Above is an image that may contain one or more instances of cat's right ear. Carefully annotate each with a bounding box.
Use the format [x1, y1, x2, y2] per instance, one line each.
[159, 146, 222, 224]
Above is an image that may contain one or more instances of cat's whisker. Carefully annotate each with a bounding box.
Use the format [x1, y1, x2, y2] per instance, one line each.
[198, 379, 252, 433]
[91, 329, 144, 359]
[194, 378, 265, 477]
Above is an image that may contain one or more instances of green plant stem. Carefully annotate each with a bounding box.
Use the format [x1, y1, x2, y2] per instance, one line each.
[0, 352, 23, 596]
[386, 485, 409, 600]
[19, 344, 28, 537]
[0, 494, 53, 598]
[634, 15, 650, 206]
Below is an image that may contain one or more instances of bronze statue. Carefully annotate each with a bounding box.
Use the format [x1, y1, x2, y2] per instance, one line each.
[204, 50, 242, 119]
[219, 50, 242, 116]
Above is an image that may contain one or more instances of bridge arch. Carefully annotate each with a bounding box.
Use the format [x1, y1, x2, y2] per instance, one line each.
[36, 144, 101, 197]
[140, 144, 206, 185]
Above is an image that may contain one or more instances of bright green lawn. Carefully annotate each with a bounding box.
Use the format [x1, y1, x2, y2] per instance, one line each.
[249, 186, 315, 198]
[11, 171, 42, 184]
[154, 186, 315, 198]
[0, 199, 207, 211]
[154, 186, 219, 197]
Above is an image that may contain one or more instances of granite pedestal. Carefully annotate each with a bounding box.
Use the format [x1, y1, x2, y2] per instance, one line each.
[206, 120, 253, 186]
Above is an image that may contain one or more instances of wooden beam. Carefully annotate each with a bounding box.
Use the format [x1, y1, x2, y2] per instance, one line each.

> [À faire]:
Indiquez combien de lignes de la liste ci-dessus contiennent la chaîne « more », en respectant la casse, et donnez uniquement ce nombre.

> [Réponse]:
8